◆ **Data**
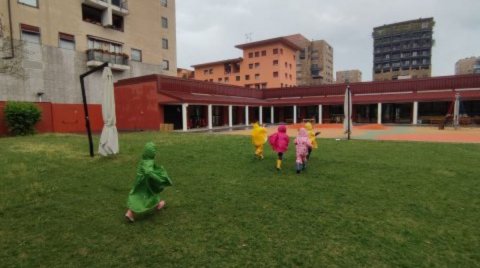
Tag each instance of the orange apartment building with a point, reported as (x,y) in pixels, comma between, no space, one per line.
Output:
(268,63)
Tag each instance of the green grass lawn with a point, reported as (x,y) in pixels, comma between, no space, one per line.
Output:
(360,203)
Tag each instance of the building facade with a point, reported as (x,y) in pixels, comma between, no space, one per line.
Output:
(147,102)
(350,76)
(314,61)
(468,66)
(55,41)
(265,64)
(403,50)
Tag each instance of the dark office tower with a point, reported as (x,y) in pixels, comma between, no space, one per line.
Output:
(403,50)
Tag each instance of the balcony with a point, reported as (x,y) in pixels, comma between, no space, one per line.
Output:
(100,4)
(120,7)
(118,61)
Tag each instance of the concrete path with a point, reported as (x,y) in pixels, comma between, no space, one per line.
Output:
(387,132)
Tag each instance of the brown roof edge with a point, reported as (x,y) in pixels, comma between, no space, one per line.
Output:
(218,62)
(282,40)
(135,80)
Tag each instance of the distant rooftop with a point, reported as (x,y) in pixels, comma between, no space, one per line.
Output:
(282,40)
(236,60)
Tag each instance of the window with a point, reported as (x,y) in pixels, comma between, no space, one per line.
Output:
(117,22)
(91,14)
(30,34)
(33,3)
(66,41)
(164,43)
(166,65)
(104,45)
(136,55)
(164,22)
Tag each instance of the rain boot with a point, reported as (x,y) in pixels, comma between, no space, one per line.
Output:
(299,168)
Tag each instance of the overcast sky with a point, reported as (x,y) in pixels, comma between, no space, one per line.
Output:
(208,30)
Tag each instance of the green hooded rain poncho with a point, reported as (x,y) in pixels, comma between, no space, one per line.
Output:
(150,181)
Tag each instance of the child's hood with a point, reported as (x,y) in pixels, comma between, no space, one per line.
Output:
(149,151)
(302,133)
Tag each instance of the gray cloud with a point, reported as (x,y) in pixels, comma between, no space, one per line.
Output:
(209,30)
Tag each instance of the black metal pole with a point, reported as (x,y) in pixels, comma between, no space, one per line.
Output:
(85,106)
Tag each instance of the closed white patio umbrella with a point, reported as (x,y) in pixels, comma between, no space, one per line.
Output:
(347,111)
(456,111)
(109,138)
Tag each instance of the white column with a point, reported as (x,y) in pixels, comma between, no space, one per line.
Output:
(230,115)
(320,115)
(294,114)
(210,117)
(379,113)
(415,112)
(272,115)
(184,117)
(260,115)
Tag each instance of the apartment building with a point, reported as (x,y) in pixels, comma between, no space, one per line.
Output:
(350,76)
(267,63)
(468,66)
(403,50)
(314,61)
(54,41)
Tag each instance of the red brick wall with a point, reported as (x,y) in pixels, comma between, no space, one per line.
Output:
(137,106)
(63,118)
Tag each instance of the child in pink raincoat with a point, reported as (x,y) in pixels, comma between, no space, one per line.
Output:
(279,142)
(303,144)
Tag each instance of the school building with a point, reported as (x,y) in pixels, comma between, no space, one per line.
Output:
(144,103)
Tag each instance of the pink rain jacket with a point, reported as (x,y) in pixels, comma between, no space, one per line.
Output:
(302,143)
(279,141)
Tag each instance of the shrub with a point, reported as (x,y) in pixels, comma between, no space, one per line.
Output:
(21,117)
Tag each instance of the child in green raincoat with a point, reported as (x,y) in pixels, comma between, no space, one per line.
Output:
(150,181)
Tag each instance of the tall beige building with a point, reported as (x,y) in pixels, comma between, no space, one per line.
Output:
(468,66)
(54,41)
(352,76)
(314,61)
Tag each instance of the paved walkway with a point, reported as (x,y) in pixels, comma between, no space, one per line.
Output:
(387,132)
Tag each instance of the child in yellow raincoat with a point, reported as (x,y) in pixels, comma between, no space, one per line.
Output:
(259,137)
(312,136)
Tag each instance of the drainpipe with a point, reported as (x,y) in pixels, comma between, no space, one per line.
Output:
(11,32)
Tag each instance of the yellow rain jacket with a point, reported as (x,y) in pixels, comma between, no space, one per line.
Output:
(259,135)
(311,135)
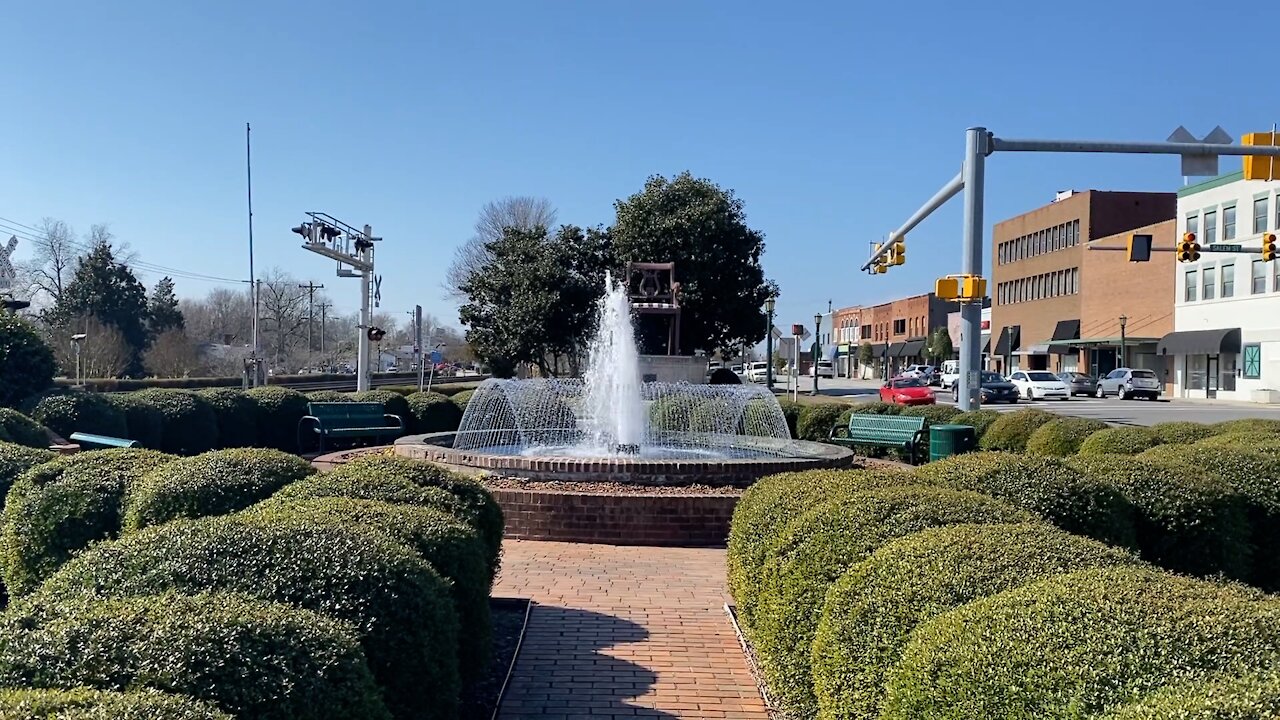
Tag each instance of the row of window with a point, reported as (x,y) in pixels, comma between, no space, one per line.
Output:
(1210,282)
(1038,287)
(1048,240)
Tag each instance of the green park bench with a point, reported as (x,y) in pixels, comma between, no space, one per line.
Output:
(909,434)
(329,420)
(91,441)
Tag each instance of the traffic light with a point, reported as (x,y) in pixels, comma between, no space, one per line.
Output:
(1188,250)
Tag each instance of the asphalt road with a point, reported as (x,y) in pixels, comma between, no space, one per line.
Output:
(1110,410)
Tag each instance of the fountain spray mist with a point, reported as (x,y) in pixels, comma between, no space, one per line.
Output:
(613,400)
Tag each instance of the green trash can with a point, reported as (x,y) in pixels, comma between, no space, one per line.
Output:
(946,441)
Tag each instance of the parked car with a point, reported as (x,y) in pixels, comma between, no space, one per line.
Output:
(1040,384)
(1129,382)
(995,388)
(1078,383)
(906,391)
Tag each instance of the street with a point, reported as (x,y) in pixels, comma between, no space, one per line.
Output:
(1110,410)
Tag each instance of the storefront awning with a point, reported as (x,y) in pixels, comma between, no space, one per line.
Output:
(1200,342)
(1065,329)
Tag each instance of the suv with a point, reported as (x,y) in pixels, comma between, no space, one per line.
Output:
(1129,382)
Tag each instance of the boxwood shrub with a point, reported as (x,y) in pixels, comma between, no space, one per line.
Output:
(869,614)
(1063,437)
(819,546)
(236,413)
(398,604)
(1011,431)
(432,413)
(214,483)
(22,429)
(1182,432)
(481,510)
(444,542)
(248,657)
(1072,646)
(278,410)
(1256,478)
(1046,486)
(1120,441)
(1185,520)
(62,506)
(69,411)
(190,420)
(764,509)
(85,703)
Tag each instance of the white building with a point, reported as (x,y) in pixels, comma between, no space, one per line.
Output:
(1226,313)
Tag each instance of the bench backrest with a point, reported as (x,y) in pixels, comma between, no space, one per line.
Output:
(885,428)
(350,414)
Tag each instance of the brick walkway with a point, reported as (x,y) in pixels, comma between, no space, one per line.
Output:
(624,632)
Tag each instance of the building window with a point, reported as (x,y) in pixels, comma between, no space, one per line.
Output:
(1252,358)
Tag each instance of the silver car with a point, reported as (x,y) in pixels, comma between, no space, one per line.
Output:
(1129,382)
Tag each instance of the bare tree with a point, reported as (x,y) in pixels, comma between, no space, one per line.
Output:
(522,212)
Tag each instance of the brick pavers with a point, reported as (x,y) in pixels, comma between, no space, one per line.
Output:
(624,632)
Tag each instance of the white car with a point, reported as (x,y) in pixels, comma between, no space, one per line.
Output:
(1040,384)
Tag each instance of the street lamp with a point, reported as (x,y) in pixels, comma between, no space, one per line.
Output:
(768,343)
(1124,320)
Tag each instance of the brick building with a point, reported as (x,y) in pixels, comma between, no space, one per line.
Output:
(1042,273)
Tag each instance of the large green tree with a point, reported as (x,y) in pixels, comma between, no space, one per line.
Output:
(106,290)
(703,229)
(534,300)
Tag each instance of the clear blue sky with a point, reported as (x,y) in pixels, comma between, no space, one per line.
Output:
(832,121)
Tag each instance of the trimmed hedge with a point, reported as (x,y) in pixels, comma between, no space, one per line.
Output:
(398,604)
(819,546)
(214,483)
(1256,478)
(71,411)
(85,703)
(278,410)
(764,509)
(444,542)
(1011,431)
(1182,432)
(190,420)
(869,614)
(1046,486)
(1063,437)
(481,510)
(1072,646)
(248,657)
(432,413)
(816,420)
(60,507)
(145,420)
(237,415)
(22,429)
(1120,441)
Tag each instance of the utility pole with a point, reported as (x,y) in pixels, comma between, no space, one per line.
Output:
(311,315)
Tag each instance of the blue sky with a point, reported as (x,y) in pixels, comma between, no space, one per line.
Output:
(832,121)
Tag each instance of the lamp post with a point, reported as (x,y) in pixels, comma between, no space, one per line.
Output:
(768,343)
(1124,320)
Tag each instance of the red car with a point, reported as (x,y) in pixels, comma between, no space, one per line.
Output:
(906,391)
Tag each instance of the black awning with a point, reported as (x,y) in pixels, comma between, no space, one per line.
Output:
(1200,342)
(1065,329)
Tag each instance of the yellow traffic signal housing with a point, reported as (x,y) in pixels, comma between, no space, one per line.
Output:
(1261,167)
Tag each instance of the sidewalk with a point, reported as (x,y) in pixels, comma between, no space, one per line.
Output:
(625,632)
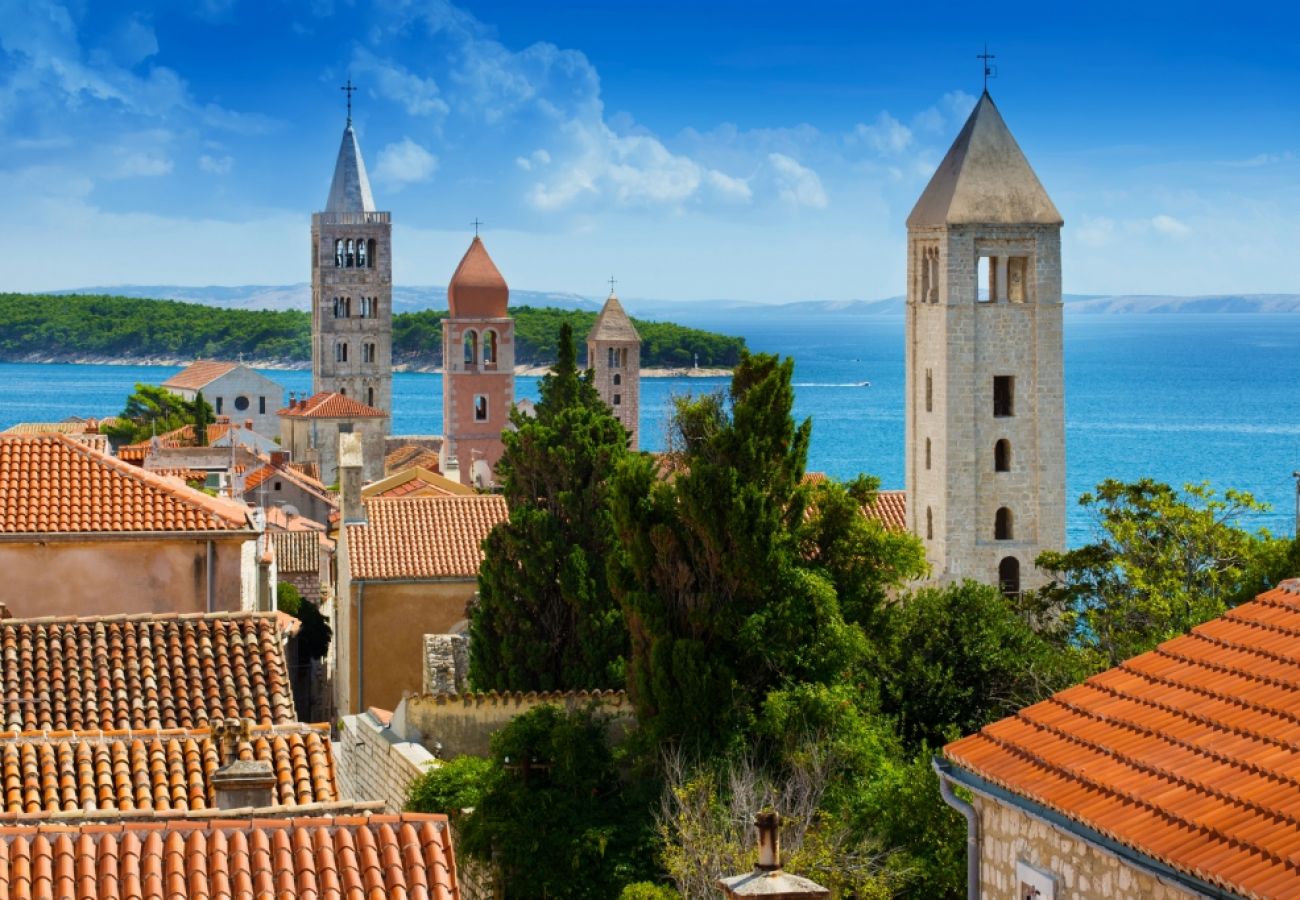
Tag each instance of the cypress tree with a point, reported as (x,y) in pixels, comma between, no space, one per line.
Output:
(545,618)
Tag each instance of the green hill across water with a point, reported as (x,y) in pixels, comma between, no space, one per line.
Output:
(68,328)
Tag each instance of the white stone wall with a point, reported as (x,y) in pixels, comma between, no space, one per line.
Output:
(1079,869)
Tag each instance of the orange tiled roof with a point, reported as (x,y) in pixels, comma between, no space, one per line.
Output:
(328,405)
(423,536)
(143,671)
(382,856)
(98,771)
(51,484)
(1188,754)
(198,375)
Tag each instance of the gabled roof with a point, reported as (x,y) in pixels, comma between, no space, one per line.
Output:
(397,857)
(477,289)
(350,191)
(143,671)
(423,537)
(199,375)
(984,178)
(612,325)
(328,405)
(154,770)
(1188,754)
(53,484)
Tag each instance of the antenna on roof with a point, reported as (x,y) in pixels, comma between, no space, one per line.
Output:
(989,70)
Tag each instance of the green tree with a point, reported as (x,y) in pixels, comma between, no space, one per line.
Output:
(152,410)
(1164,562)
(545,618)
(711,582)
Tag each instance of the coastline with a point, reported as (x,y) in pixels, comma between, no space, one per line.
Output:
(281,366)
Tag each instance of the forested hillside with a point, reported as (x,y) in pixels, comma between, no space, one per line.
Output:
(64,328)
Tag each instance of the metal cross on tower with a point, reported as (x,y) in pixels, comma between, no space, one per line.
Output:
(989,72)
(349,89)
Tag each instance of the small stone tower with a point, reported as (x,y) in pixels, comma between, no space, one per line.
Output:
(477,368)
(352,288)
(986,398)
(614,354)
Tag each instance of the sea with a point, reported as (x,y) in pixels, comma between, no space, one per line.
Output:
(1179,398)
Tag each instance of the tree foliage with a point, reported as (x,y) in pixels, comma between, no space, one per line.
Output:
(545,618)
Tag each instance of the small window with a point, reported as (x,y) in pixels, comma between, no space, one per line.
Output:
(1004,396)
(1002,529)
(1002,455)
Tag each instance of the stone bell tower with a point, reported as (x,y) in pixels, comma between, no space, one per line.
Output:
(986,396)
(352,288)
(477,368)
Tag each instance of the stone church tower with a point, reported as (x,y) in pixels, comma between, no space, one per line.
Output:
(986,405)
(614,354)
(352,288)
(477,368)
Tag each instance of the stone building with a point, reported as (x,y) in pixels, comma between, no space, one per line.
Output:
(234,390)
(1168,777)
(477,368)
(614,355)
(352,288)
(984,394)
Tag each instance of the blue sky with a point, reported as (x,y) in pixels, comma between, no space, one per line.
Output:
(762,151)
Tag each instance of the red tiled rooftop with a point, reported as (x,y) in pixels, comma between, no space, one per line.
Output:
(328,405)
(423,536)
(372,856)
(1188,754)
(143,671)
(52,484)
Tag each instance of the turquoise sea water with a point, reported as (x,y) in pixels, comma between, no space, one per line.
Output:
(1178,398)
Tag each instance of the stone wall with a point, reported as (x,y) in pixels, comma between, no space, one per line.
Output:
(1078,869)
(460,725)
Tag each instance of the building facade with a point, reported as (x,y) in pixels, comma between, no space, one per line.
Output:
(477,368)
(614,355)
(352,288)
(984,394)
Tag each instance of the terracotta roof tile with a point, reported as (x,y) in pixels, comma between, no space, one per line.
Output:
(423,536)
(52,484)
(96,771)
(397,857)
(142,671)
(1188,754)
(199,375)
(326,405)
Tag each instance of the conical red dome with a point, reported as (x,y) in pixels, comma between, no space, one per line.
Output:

◆ **Work instructions**
Only lines with the string "rooftop" are wanted; please find each one in the listing and copy it.

◆ **The answer**
Tag each instance of the distant rooftop with a point, reported as (x,y) in pixels, comma between, no space, one per line.
Tag each instance of the red tiled rooftop with a point, reported as (x,y) in pixels, comma between, no space, one per line.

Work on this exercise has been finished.